I thought I should share the three wood project ideas. I used hand tools and minimal materials to create something useful for the home and garden. The three projects have three things in common: I started as a beginner, the starting materials were wood timbers taken from the used pallets, and they were custom-made to fit exactly into designated spaces.
Readers note: The images provide quick infographics of the three projects (kid’s book storages, pallet bookshelves and raised garden beds). Skimming through the article is probably enough to get you started on a DIY wood project. The details of the tools, materials and how-to instructions are provided under each project ideas for beginners. It is perhaps important to consider the starting points for making kid’s book storage boxes, pallet bookshelves and raised garden beds in this article. The points will set you on the right path to making the ideas a reality.

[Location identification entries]

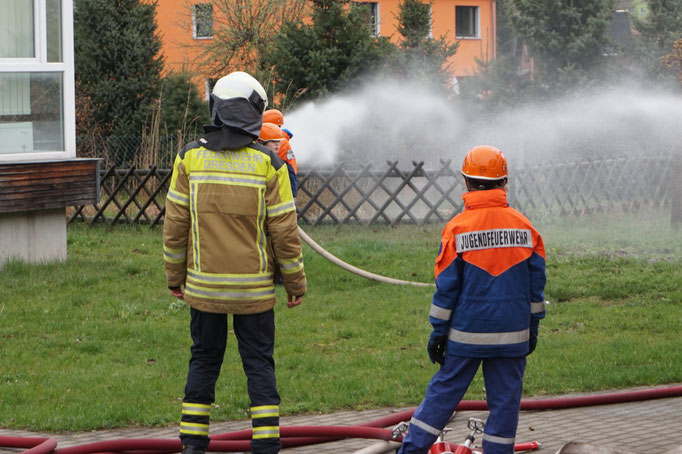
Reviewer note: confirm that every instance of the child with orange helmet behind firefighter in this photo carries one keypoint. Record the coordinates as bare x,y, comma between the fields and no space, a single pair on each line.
273,137
490,279
284,151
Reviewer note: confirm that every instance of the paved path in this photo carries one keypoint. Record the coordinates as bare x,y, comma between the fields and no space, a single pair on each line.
646,427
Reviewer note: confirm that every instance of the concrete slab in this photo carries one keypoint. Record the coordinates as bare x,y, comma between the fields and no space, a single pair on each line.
647,427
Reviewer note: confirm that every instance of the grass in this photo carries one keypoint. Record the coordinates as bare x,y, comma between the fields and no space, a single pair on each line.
98,342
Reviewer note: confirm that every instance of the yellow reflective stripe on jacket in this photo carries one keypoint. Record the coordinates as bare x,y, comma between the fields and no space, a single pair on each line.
229,279
265,432
235,180
225,294
195,227
193,428
281,208
265,411
260,236
290,266
284,184
178,197
195,409
174,255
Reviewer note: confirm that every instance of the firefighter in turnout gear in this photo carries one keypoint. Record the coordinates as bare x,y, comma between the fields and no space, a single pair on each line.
490,279
230,223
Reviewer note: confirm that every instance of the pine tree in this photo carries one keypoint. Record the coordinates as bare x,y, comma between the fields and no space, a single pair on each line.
420,55
657,31
566,38
182,109
117,62
336,47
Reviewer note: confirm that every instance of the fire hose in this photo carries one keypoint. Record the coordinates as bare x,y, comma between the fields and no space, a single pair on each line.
306,435
348,267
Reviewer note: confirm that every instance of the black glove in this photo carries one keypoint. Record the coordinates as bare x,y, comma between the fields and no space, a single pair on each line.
533,340
436,348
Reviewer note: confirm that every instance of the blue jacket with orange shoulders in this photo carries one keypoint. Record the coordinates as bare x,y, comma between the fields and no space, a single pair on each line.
490,278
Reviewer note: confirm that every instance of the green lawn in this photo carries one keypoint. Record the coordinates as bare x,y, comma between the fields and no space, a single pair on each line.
98,341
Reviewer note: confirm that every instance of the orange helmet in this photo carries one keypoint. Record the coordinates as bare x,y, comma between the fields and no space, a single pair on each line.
485,163
270,131
273,116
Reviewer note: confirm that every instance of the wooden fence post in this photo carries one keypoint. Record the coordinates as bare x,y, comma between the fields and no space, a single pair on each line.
676,195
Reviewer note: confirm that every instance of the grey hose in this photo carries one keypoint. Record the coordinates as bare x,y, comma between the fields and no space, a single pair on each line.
366,274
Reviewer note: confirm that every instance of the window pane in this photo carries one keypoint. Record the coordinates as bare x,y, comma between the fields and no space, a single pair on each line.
16,29
54,30
465,21
31,116
203,20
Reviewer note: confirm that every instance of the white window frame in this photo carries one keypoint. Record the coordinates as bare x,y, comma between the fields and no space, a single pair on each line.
39,64
478,22
194,20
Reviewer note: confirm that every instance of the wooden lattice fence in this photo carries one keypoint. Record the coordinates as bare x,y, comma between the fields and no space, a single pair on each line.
348,193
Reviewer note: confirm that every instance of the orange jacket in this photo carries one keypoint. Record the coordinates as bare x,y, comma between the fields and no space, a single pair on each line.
286,153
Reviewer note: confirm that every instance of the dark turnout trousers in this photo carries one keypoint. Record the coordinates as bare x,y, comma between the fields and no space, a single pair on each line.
255,339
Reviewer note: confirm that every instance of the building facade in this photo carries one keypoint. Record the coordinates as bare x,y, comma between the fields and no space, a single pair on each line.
185,26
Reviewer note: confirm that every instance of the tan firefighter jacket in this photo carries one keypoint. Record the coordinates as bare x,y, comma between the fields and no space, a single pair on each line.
230,220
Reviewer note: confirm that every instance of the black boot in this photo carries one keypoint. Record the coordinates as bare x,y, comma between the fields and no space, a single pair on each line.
190,449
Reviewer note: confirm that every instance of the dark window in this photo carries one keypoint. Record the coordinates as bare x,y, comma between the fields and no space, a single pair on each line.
466,21
372,11
202,20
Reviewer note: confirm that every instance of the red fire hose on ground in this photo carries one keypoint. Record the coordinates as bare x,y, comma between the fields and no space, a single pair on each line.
307,435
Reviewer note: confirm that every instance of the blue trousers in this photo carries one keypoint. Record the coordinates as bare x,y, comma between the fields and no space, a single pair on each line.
255,339
503,384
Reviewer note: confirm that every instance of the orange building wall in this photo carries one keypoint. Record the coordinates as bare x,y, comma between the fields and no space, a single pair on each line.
463,63
174,20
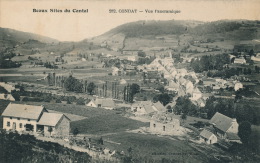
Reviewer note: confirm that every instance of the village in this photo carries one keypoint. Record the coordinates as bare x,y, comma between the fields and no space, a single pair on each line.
93,97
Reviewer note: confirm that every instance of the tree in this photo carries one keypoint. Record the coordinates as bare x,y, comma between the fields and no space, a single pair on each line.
80,101
50,130
244,131
134,88
75,131
163,98
183,117
91,87
141,54
70,83
169,109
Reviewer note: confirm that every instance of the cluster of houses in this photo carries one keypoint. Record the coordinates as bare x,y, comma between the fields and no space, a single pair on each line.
36,120
9,87
164,124
222,128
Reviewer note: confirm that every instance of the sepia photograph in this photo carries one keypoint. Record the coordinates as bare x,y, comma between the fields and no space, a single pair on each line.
121,81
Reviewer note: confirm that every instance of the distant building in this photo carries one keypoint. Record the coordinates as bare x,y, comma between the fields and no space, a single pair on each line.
7,86
146,107
223,125
238,86
208,137
8,97
106,103
116,71
164,124
30,118
240,60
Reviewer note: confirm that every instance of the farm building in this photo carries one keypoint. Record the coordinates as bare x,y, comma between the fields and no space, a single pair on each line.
240,60
238,86
146,107
7,86
164,124
208,137
116,71
20,117
54,124
224,125
8,97
106,103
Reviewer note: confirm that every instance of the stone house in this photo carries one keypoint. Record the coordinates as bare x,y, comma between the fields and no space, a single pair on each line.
146,107
208,137
106,103
223,124
164,124
31,118
8,97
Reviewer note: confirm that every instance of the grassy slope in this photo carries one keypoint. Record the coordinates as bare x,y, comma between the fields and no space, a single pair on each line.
99,121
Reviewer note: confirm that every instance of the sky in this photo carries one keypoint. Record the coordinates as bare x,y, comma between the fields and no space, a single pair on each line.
19,15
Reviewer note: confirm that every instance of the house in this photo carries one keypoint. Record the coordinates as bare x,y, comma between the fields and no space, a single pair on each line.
106,103
232,137
20,117
240,60
54,124
7,86
8,97
208,137
116,71
196,94
158,106
238,86
146,107
122,82
164,124
223,125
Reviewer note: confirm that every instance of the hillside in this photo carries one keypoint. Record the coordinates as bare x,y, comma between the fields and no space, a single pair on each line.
150,35
12,37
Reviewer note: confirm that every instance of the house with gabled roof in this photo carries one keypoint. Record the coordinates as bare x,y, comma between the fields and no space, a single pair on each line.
208,137
7,86
162,123
223,125
54,124
147,107
8,97
31,118
106,103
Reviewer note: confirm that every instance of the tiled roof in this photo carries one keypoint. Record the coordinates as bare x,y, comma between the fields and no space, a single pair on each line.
232,136
23,111
159,106
50,119
206,134
147,105
105,102
221,121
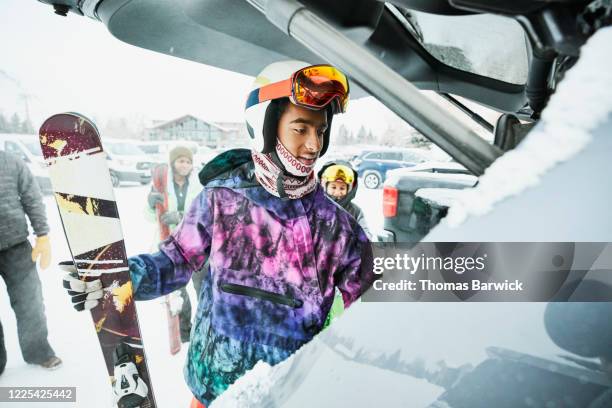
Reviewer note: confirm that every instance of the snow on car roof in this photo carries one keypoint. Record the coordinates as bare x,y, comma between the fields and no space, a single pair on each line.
440,196
580,104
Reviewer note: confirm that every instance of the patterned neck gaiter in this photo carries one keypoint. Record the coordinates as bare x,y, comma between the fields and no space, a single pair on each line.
299,182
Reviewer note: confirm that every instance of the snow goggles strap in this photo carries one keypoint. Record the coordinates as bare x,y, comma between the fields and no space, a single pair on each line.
312,87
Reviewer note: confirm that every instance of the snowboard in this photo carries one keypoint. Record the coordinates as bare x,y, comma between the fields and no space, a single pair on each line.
159,176
510,378
83,190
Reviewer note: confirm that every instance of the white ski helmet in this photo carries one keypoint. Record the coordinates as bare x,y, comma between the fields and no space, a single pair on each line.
261,120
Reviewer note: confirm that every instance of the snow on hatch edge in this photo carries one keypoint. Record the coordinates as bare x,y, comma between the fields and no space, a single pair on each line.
581,102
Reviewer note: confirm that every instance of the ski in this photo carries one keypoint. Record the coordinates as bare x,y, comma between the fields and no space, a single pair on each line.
84,194
159,179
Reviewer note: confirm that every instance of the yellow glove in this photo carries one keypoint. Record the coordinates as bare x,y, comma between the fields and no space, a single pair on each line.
42,248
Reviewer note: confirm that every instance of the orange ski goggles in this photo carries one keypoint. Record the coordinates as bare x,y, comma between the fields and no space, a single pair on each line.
312,87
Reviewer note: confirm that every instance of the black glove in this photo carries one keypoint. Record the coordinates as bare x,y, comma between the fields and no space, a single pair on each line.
154,198
171,217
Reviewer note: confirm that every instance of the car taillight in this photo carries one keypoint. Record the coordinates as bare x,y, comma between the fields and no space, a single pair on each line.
390,195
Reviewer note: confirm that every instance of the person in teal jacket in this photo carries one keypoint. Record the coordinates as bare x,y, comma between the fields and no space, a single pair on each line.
183,187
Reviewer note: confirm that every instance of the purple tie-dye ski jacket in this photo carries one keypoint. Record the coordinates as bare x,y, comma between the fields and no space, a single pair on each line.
274,265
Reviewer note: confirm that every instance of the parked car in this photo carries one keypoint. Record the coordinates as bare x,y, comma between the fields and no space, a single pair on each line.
415,199
373,165
27,148
127,162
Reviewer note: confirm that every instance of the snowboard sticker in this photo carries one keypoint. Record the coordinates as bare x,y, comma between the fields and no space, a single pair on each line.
84,194
159,176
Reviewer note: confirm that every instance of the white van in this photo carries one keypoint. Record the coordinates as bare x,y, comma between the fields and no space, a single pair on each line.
27,148
127,161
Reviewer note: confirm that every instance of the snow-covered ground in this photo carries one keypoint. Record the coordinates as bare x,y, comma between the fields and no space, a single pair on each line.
72,336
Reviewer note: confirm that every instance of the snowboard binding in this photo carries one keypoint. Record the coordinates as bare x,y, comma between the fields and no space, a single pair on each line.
130,390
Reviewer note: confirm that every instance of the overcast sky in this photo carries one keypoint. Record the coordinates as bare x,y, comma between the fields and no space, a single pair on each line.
74,64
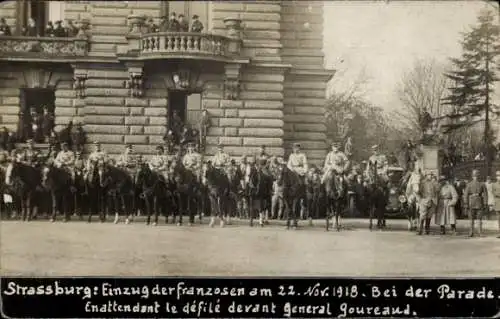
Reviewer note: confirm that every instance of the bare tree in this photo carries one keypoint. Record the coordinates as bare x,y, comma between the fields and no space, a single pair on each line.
420,92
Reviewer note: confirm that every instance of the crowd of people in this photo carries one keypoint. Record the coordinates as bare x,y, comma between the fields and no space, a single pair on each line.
59,29
175,23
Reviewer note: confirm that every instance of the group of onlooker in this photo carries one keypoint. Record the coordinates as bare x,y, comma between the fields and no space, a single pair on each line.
175,24
58,29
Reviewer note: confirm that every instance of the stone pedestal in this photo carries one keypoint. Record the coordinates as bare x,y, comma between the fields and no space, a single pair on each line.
430,160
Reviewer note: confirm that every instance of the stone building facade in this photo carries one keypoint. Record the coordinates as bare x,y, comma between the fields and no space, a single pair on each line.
258,67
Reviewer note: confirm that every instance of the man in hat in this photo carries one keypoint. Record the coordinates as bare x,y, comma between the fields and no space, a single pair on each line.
192,159
97,155
379,161
495,207
59,30
183,24
158,162
30,153
128,160
297,161
336,162
196,25
475,200
448,198
428,203
221,158
66,159
173,24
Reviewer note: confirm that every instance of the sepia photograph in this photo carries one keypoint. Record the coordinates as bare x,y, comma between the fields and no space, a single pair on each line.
250,138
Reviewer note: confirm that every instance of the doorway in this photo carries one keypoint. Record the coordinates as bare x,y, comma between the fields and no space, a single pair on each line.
35,105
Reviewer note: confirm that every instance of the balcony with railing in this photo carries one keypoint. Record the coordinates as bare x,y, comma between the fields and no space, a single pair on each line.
182,45
49,48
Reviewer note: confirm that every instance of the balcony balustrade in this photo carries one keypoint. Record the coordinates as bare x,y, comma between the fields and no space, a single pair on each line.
184,44
42,47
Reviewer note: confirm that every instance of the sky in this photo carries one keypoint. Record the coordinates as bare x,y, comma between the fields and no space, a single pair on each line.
378,41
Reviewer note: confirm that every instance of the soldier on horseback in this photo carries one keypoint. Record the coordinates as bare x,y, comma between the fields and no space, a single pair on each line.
221,158
29,156
192,160
66,159
380,162
336,162
159,162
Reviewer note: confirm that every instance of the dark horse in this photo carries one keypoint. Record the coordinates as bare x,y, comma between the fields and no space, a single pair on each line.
153,191
186,191
59,183
336,196
24,181
120,190
94,192
294,191
218,185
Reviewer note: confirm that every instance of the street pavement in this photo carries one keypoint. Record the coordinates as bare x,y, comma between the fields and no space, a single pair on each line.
40,248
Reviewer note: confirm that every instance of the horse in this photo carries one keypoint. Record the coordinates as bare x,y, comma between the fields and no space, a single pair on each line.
94,192
336,196
59,183
120,190
24,181
294,192
153,191
186,192
219,187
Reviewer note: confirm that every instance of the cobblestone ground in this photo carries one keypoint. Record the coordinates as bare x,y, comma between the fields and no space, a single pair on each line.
77,248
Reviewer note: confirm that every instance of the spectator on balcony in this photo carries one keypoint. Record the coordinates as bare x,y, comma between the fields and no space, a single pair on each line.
4,27
71,30
30,30
49,29
183,24
59,30
163,24
151,26
196,26
173,24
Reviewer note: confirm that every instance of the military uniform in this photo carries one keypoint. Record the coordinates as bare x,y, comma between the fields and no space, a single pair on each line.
221,159
297,162
335,162
475,200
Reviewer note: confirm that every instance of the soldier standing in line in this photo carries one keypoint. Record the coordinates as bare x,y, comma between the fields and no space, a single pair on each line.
336,162
30,154
183,24
428,204
173,24
196,25
192,160
475,200
221,158
66,159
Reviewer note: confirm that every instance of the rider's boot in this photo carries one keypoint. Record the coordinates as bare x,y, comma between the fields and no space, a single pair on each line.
471,231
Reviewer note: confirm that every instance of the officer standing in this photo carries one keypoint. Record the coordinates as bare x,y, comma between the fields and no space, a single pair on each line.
192,159
475,200
221,159
30,154
297,161
336,162
66,159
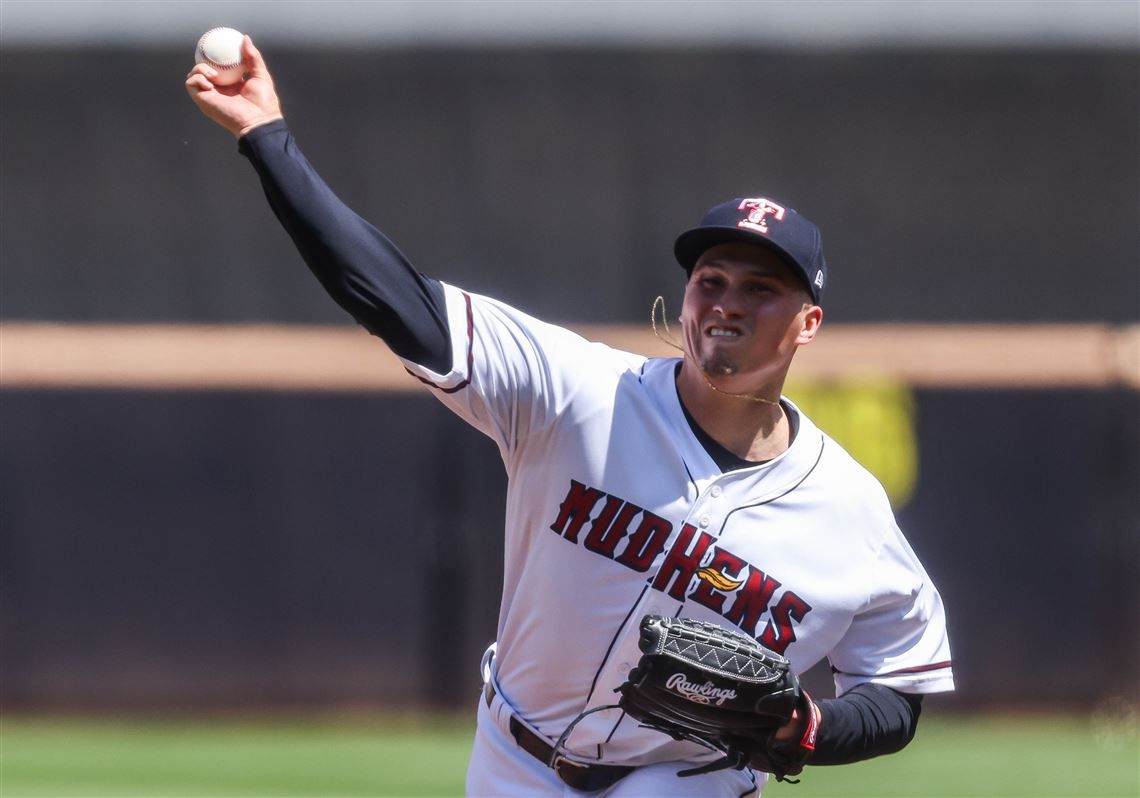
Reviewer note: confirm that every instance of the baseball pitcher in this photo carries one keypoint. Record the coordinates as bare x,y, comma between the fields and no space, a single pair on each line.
681,540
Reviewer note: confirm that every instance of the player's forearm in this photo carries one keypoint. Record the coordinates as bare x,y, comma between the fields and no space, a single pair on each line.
866,722
356,263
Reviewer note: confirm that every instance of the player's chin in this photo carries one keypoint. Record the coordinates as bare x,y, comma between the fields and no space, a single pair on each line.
719,366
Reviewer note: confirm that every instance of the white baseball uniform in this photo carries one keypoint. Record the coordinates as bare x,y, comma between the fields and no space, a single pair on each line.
615,510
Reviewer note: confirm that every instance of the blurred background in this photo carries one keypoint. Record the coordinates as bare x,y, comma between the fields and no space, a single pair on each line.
219,495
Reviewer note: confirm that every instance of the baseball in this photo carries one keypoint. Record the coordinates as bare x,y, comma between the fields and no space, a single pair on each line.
221,48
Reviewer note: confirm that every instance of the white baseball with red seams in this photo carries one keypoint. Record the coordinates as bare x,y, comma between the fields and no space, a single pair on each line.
615,510
221,48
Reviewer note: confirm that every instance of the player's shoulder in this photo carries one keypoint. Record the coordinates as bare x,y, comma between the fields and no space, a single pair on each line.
847,480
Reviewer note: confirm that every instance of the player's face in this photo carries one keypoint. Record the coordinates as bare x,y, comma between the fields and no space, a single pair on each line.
744,314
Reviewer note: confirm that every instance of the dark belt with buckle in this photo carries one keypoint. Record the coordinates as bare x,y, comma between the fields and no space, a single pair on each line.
584,778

◆ Parts of the exercise:
A. Retype the section of the pallet projects passage starting with "Readers note: The" and going on through "ideas a reality.".
B. Answer these questions from the pallet projects passage:
(i) What kind of tools were used for the projects?
(ii) What were the starting materials taken from?
(iii) Which three projects do the images cover?

◆ Answers:
A.
Readers note: The images provide quick infographics of the three projects (kid’s book storages, pallet bookshelves and raised garden beds). Skimming through the article is probably enough to get you started on a DIY wood project. The details of the tools, materials and how-to instructions are provided under each project ideas for beginners. It is perhaps important to consider the starting points for making kid’s book storage boxes, pallet bookshelves and raised garden beds in this article. The points will set you on the right path to making the ideas a reality.

B.
(i) Hand tools
(ii) Used pallets
(iii) Kid's book storages, pallet bookshelves and raised garden beds